[Object location annotation data]
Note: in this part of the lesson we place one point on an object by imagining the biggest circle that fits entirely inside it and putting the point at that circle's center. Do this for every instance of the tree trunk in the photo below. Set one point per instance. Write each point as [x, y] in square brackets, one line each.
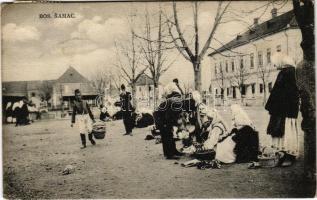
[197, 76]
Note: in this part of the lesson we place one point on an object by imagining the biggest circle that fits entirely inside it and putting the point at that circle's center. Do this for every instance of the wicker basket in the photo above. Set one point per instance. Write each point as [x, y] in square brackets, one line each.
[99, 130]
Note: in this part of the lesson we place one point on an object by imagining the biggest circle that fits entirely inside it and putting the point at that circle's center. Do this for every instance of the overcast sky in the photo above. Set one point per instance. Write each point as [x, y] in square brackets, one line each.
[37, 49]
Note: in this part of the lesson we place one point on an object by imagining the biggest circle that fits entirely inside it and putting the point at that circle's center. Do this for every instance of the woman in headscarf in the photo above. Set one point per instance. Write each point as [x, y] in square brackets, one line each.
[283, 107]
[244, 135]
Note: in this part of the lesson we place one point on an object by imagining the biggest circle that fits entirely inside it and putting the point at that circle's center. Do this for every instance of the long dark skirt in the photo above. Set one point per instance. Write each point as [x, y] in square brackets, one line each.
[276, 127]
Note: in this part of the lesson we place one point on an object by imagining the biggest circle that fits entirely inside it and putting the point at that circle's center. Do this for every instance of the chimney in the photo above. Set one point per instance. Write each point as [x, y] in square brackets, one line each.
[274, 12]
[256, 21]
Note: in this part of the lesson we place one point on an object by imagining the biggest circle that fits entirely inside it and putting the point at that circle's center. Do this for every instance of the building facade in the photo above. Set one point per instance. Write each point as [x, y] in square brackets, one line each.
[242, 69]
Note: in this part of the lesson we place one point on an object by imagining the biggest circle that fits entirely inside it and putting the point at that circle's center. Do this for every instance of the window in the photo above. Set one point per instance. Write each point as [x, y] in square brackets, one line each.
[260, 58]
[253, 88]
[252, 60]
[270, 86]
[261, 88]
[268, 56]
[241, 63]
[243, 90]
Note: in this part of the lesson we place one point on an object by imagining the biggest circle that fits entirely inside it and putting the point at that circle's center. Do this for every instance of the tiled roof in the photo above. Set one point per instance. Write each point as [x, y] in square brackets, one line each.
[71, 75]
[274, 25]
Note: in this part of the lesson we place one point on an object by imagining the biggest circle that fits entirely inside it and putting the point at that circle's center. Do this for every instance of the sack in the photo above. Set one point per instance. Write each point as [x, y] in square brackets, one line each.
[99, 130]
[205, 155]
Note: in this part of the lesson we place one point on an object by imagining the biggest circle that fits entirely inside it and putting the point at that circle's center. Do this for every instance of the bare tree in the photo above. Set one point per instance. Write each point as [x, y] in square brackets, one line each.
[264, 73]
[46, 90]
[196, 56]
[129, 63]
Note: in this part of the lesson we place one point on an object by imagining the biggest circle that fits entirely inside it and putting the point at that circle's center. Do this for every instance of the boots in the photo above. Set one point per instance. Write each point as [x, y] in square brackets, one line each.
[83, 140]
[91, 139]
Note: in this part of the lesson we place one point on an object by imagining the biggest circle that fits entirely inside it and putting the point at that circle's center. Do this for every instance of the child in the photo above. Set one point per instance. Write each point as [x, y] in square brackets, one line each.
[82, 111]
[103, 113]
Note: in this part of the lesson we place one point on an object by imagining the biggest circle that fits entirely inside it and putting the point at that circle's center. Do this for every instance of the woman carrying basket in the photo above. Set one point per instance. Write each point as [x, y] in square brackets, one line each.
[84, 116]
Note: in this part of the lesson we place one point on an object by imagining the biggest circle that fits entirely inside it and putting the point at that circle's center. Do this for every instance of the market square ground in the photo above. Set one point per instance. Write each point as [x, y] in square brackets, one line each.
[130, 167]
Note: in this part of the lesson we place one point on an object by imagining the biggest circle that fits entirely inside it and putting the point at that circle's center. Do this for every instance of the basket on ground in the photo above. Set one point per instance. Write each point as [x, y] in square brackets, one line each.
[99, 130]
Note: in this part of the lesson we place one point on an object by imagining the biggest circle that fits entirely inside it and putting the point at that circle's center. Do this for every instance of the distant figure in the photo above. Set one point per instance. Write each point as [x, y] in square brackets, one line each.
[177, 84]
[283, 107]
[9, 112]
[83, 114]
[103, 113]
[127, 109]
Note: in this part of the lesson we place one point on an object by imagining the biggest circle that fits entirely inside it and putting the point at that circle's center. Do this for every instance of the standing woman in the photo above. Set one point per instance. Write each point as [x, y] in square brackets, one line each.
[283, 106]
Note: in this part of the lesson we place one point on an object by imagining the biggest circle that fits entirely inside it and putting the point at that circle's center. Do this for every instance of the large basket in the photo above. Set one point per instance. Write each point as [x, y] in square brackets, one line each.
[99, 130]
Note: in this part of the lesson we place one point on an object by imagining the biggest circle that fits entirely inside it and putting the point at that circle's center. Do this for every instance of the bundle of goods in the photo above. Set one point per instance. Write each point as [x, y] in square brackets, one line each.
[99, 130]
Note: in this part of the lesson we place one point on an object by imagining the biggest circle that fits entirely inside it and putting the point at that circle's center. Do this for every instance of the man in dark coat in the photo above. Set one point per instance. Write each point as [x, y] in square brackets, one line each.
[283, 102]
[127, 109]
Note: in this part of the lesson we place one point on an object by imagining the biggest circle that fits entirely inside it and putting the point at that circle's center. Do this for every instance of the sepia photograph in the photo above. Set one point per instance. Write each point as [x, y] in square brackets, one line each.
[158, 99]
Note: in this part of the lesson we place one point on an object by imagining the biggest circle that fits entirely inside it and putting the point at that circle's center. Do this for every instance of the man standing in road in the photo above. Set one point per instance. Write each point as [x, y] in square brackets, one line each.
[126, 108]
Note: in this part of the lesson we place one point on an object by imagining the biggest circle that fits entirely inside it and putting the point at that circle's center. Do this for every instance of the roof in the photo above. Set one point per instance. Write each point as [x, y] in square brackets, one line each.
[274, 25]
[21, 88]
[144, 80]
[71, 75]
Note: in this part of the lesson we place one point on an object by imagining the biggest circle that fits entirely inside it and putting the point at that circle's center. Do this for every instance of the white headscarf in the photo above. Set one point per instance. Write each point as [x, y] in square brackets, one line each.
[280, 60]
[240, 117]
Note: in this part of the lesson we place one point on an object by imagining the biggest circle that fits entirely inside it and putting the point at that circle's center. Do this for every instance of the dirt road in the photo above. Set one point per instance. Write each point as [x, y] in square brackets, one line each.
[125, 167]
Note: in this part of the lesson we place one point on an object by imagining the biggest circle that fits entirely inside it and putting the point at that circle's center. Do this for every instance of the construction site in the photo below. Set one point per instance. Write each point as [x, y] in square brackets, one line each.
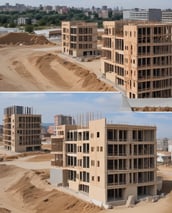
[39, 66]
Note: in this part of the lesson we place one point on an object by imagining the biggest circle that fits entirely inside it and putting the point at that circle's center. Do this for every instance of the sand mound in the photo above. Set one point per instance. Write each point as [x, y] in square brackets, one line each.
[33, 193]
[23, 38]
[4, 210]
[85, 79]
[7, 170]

▸ **Problem statement**: Output verbatim the lines beginning at the line with "of the construction" and ending at the last line of the material above, inclusive. Do not carry over any pictures.

▸ **Full response**:
Note: in this part of the lesson we place one point on an object by imagining the biggest circle that fits entirely inside it and putting the point at that circle's center. Do this for every instance of the construction site in the photo below. Set one point per instance. Write each point as [x, y] in square brackets, one line each.
[39, 66]
Note: in this part of the lesson we place one point on an object by imagining the biggest circle that fits entirely inside it and putting the point at that circle's center. Do this for every instance of the sand mound in the photo above. Set one point per instance. Write each point as [x, y] in square brackets, one line each.
[33, 193]
[23, 38]
[4, 210]
[85, 79]
[7, 170]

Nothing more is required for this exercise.